* About this task
Of the lines below, count those containing the word "every". Reply with the number alone.

[[ Source information, beginning ]]

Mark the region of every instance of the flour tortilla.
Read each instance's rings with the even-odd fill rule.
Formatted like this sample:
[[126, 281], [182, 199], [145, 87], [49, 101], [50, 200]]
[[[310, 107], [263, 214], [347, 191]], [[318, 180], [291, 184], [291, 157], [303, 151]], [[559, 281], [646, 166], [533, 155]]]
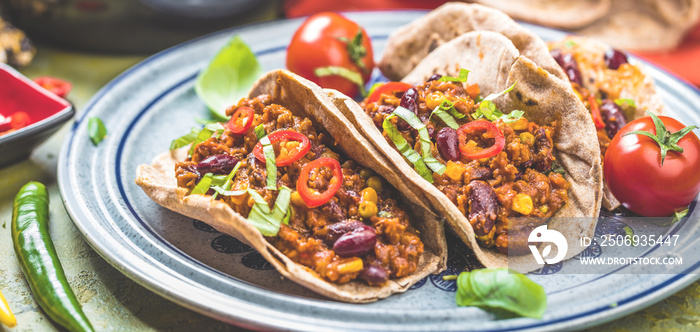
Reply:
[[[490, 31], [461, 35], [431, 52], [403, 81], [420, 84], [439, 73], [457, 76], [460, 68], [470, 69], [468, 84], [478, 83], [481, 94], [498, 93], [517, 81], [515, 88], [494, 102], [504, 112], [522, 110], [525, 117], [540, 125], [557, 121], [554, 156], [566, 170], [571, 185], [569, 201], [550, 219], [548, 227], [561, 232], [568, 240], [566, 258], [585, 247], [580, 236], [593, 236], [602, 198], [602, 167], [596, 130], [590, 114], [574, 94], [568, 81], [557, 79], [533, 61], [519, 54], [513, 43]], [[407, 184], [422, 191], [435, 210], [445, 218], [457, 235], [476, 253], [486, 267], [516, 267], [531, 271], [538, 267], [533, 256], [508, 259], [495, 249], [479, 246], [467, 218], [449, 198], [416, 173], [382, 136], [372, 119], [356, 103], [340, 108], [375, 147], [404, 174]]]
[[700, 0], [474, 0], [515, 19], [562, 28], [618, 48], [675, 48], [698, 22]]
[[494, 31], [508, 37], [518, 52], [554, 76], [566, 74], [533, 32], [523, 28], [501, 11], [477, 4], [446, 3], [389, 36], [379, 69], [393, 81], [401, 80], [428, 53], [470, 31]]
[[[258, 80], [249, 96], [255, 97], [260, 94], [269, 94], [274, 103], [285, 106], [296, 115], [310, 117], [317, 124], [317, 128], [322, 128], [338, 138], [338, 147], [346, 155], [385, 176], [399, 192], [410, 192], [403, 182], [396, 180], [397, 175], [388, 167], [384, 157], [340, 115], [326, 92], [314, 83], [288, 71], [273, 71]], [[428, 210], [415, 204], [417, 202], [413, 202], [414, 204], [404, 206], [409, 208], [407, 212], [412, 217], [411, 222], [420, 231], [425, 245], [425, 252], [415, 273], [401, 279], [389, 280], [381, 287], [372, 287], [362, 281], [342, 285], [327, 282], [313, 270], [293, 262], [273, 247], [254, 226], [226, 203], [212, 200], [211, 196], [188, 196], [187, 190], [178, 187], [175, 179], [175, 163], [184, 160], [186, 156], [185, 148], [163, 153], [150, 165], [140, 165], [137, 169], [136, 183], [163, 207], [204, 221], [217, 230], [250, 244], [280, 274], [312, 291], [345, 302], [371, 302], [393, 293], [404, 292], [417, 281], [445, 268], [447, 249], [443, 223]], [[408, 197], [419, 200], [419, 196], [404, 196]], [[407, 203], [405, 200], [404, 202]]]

[[ Source information, end ]]
[[ Source information, beginning ]]

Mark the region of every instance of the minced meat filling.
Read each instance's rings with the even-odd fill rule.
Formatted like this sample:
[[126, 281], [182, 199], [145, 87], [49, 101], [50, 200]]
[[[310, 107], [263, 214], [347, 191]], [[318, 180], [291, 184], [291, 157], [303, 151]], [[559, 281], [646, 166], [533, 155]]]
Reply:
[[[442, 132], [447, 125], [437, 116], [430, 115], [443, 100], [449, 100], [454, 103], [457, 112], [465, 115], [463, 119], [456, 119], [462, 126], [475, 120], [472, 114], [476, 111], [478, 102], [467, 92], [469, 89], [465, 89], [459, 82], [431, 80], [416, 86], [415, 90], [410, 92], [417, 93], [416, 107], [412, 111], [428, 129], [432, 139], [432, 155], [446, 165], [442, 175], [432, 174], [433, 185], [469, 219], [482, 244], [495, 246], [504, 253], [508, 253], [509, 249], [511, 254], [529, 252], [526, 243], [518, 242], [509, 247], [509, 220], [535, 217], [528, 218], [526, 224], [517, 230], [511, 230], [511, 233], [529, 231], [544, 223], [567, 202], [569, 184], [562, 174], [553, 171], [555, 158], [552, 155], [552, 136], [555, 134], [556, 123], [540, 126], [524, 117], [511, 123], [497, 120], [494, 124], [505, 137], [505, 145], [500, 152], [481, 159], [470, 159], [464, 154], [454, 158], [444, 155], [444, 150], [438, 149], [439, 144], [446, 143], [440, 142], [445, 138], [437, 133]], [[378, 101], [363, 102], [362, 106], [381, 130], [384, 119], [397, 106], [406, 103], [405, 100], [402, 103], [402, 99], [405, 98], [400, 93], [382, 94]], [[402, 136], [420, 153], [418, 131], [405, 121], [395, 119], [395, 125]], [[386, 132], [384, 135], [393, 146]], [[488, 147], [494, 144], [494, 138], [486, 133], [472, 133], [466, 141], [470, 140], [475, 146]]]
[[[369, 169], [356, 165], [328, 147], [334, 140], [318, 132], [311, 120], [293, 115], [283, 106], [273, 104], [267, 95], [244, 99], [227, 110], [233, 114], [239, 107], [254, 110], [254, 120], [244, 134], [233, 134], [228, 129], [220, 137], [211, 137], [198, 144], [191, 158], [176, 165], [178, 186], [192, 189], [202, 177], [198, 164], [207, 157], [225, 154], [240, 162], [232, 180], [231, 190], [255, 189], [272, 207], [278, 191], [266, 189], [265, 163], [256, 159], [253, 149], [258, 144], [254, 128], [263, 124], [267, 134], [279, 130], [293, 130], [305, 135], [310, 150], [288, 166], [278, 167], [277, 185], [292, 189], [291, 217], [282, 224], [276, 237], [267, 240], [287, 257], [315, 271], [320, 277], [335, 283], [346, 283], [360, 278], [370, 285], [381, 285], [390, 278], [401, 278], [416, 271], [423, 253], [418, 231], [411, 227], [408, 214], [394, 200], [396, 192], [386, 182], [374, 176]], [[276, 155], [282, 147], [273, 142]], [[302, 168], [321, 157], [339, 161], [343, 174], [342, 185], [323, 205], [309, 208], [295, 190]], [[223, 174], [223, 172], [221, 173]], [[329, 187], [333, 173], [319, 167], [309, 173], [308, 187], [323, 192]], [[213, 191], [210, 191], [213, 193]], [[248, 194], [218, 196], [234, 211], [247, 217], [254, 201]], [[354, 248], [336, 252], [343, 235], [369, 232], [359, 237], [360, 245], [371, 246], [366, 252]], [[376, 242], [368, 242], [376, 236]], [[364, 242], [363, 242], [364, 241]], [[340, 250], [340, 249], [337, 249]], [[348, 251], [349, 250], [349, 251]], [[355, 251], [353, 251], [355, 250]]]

[[ Source information, end ]]

* Result of the exercise
2